Listed entries:
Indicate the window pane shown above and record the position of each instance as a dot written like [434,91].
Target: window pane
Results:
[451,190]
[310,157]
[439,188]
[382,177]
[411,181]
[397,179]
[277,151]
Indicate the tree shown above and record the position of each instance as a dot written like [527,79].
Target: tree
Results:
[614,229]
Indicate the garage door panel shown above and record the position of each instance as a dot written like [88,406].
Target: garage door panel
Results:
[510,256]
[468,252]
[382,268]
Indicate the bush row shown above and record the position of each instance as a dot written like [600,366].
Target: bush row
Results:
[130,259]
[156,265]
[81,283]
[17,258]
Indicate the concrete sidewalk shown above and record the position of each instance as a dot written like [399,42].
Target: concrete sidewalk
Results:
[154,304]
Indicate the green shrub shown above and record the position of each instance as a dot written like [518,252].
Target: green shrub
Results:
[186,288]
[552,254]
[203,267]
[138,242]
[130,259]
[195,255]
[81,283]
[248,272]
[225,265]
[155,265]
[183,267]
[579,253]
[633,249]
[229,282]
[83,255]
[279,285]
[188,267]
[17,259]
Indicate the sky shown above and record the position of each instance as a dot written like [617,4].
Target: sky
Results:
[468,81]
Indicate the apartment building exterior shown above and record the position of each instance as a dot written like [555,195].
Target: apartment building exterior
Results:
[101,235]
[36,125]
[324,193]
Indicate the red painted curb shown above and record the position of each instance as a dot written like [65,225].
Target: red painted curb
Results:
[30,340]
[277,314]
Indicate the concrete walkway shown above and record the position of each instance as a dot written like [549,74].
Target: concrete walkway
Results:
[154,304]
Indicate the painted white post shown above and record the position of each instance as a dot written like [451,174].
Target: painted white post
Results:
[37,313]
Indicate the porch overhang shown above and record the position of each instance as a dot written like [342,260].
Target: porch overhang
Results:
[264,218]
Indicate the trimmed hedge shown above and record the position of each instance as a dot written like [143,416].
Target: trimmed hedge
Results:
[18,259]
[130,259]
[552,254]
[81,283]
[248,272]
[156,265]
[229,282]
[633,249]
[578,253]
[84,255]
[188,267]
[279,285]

Task to complete:
Reproduce the records from the line with "Indicate the red" through the end of the records, switching "porch overhang" to "porch roof" and leaving everything else unchanged.

Response to this exercise:
Indicate the red painted curb shown above and record the position of each instance as a dot written like [65,225].
Target: red painted curb
Results:
[30,340]
[277,314]
Indicate the concrete walkway shown above and record the position of each instance as a dot written like [549,74].
Target: concrete walkway
Results:
[154,304]
Indicate the painted white post shown above and record the position of each instance as a dot written like [451,174].
Target: painted white post
Results:
[37,313]
Indicate the porch roof shown above and record the position of each instance as a dot written like [342,260].
Target: porch roof
Results:
[264,218]
Indicate the trimmed hedge shown above and record the position of each instance as a dot written like [143,416].
Target: trimmed hedge
Results:
[18,259]
[130,259]
[552,254]
[81,283]
[248,272]
[156,265]
[229,282]
[633,249]
[578,253]
[84,255]
[188,267]
[279,285]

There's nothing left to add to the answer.